ECLI:NL:RBGRO:2006:AZ8226

Rechtbank Groningen

Datum uitspraak
13 maart 2006
Publicatiedatum
5 april 2013
Zaaknummer
18/635338-05
Instantie
Rechtbank Groningen
Type
Uitspraak
Rechtsgebied
Strafrecht
Procedures
  • Eerste aanleg - enkelvoudig
Rechters
Vindplaatsen
  • Rechtspraak.nl
AI samenvatting door LexboostAutomatisch gegenereerd

Verantwoordelijkheid van vervoerder bij vistransport en documentatieplicht

In deze zaak, behandeld door de Rechtbank Groningen op 13 maart 2006, stond de verantwoordelijkheid van de vervoerder bij het transport van vis centraal. De verdachte, een chauffeur, werd beschuldigd van het niet voldoen aan de verplichtingen zoals vastgelegd in artikel 4b van de Regeling eisen aan administraties van transacties inzake zeevisserij. Dit artikel vereist dat vis die op Nederlands grondgebied wordt aangevoerd, vergezeld moet zijn van een vervoersdocument dat de herkomst en andere relevante gegevens van de vis vermeldt. De verdachte had op 24 juni 2005 ongeveer 11.240 kilogram vis vervoerd, maar had geen dergelijk document bij zich.

De economische politierechter overwoog dat de regeling zich richt tot de vervoerder, maar niet expliciet de chauffeur als normadressaat aanwijst. De rechter concludeerde dat de verplichtingen uit de regeling niet op de chauffeur van toepassing zijn, aangezien deze slechts in dienst was van de vervoerder en niet verantwoordelijk was voor het opstellen van de benodigde documenten. De rechter baseerde deze conclusie op de toelichting van de Staatssecretaris van Landbouw, Natuurbeheer en Visserij, die stelde dat de regeling gericht is op de partijen die direct betrokken zijn bij de handel in vis, en niet op de werknemers van deze partijen.

De economische politierechter verwierp het verweer van de raadsvrouw van de verdachte, die betoogde dat de officier van justitie niet-ontvankelijk moest worden verklaard. De rechter stelde vast dat er voldoende bewijs was dat de Algemene Inspectiedienst vóór het ten laste gelegde feit al toezicht hield op de naleving van de regeling. Uiteindelijk sprak de rechter de verdachte vrij van de tenlastelegging, omdat niet bewezen kon worden dat hij als vervoerder verantwoordelijk was voor het ontbreken van de vereiste documentatie.

• _Opdrachtomschrijving_: Noem de hoeveelheid vis die de verdachte volgens het documentfragment op 24 juni 2005 vervoerde. De items die hierna volgen, staan los van het documentfragment.

• _Aangeleverde items_:
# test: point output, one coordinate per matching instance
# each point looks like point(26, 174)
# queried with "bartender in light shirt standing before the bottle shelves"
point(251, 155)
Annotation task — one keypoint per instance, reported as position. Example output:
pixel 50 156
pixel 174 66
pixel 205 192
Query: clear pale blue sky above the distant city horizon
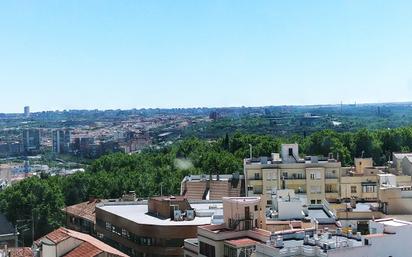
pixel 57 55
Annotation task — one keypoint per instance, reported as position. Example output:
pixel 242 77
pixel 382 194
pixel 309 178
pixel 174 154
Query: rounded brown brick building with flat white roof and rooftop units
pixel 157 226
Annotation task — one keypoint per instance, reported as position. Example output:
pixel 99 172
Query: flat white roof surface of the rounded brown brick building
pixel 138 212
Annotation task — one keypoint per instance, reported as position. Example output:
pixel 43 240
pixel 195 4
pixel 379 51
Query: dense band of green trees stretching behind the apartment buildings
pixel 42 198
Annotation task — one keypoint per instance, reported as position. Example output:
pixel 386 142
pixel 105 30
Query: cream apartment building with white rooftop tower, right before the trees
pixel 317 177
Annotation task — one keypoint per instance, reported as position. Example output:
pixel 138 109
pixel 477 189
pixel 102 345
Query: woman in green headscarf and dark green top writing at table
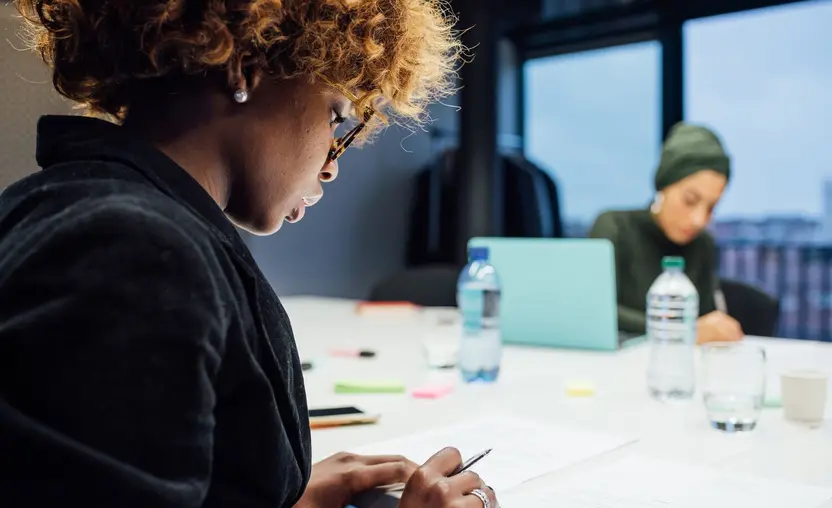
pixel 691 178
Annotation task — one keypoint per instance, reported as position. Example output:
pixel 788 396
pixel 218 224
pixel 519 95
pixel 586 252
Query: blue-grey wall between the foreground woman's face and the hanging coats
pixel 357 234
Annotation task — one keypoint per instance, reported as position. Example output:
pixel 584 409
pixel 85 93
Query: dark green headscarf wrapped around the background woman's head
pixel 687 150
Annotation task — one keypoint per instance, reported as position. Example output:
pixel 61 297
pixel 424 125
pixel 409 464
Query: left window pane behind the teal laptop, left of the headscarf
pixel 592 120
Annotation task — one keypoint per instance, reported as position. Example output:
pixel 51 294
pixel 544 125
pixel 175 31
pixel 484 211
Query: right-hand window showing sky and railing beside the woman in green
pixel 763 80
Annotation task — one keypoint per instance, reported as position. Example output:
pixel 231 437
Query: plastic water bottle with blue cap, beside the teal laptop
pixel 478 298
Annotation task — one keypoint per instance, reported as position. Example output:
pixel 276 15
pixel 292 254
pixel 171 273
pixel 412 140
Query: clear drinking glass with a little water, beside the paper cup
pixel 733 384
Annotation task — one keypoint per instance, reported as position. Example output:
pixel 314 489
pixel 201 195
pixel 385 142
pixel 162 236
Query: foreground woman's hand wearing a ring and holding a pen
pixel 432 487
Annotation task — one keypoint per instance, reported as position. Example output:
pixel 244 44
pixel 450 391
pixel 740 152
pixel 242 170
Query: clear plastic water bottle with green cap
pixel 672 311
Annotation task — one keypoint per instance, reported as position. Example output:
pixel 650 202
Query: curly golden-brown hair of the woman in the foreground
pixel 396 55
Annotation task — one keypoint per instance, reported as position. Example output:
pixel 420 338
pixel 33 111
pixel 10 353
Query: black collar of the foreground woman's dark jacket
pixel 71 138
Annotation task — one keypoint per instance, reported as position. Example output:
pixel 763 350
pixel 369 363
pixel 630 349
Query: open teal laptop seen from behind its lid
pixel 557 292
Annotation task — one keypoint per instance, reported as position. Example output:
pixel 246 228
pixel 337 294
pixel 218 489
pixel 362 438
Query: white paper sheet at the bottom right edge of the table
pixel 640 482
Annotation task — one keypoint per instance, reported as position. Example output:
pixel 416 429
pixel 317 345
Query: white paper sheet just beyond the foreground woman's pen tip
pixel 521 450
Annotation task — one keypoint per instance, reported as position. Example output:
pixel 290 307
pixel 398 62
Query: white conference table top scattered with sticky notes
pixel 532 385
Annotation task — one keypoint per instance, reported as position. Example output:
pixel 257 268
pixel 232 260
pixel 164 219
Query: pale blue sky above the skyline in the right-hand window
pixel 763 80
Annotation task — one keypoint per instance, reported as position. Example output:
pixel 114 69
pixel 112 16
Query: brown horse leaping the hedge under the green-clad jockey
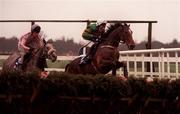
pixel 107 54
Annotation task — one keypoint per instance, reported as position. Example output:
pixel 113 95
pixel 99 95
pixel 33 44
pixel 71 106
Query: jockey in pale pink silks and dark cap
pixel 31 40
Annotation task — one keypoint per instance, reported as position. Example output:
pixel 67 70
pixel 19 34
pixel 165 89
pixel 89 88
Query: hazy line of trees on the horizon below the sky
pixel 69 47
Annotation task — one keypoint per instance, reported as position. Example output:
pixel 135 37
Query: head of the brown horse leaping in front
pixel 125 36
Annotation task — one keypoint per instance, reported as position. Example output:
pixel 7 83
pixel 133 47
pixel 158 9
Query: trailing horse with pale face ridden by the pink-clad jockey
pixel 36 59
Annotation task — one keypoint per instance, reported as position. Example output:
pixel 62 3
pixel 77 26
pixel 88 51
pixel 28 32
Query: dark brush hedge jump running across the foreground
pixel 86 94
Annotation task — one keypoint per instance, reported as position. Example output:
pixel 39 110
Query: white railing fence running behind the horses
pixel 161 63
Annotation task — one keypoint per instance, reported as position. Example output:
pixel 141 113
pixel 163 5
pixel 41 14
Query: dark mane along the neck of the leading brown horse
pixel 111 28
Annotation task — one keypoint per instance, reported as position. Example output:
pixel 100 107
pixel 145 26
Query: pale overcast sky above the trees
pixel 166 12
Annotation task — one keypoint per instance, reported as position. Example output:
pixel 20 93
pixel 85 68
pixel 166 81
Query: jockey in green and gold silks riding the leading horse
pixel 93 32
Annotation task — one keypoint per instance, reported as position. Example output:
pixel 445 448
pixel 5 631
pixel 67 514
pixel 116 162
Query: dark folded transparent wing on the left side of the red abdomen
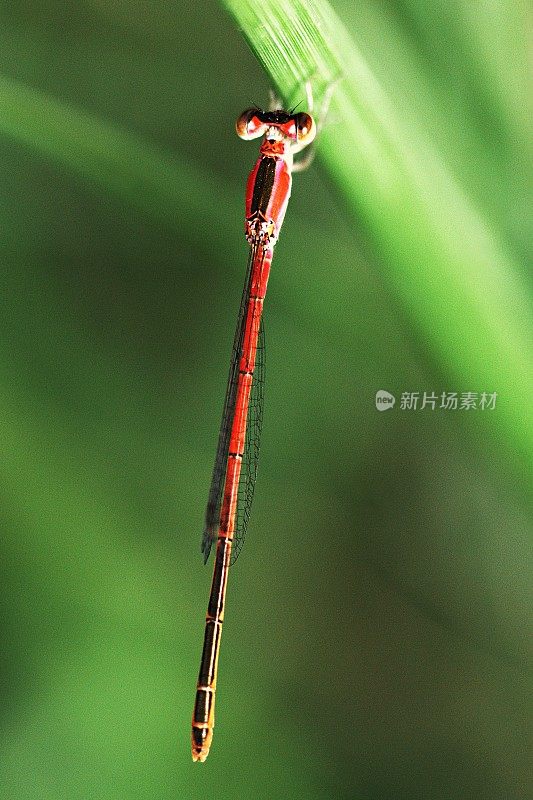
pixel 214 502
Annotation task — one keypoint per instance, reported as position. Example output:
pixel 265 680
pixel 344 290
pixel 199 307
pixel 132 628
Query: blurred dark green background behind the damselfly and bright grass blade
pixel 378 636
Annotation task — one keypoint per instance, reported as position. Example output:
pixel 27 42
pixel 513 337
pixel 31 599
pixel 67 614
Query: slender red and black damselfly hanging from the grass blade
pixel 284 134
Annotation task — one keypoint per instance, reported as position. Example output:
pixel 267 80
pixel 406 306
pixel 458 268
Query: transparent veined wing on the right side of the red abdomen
---
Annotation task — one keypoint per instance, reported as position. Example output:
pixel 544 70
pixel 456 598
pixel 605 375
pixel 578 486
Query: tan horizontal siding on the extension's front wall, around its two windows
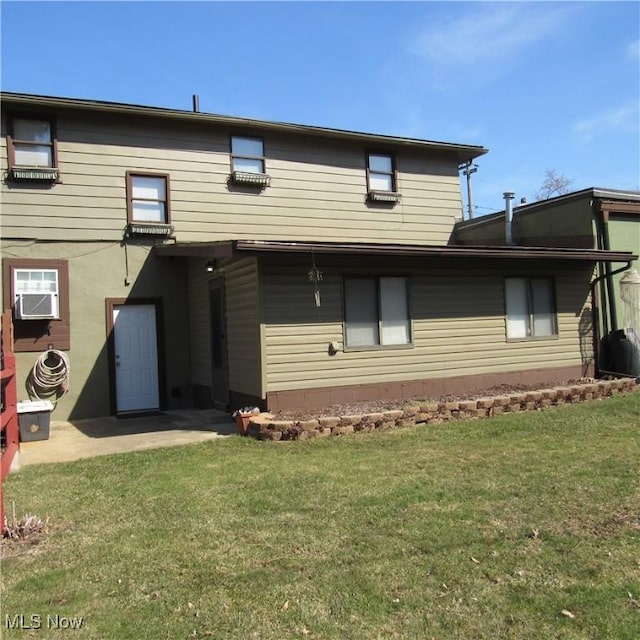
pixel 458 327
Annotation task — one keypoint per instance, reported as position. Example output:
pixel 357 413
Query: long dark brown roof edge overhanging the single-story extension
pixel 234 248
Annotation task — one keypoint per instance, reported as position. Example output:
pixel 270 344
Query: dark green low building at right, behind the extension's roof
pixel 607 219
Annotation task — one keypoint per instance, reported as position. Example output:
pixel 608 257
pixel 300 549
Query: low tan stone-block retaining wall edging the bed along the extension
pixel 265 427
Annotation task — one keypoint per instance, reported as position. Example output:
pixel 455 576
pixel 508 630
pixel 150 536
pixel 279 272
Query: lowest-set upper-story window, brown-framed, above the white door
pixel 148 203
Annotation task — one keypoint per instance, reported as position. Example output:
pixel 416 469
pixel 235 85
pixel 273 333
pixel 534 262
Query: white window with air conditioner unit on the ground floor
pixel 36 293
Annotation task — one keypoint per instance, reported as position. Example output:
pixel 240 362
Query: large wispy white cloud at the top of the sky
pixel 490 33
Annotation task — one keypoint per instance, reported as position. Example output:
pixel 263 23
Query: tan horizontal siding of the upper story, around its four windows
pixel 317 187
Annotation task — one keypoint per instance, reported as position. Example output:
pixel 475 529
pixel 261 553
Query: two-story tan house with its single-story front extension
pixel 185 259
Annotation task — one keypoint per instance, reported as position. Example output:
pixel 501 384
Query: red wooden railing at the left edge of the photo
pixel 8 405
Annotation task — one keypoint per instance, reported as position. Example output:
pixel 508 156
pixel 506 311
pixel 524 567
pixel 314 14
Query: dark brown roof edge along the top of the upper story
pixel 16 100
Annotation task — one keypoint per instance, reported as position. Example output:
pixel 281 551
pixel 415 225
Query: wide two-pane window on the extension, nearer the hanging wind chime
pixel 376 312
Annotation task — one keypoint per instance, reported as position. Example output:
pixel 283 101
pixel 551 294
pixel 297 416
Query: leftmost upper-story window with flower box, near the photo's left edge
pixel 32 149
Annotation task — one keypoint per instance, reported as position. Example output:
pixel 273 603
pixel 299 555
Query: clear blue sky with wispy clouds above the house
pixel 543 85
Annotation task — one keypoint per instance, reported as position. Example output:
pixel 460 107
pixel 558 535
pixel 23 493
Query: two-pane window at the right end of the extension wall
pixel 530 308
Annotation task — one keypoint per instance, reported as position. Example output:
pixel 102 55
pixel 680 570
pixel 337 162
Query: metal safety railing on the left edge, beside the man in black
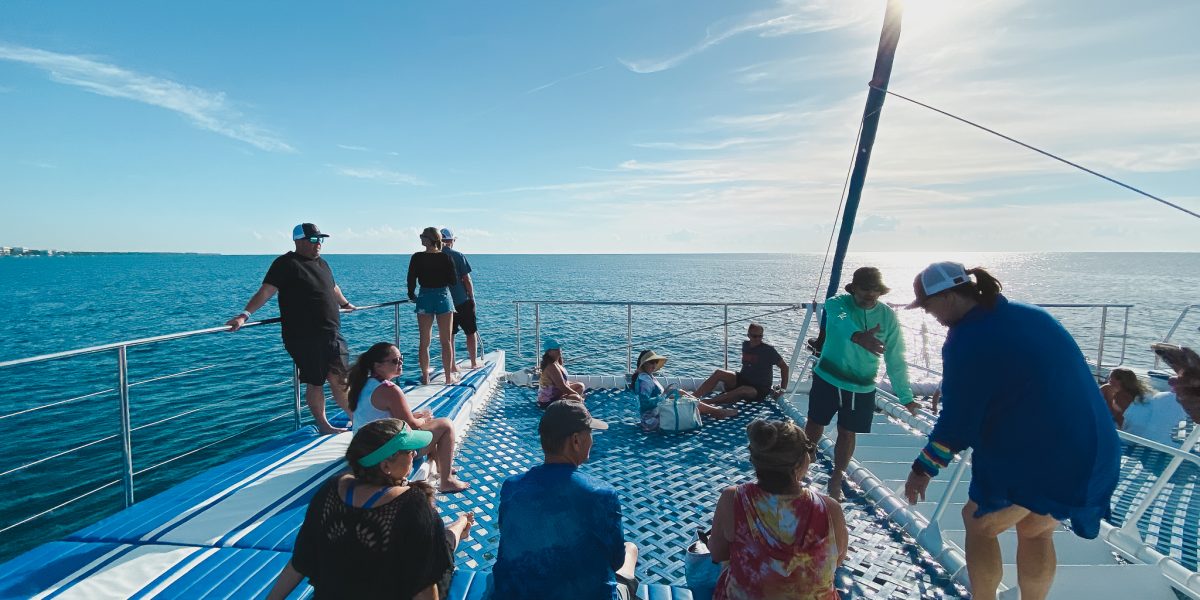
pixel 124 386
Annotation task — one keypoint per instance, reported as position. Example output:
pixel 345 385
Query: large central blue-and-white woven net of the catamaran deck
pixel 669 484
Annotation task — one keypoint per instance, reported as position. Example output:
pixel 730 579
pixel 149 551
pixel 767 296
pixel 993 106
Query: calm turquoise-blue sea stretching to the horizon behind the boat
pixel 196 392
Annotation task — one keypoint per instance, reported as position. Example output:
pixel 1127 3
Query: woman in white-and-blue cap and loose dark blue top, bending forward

• _Uitkomst oefening_: Ongeveer 11.240 kilogram.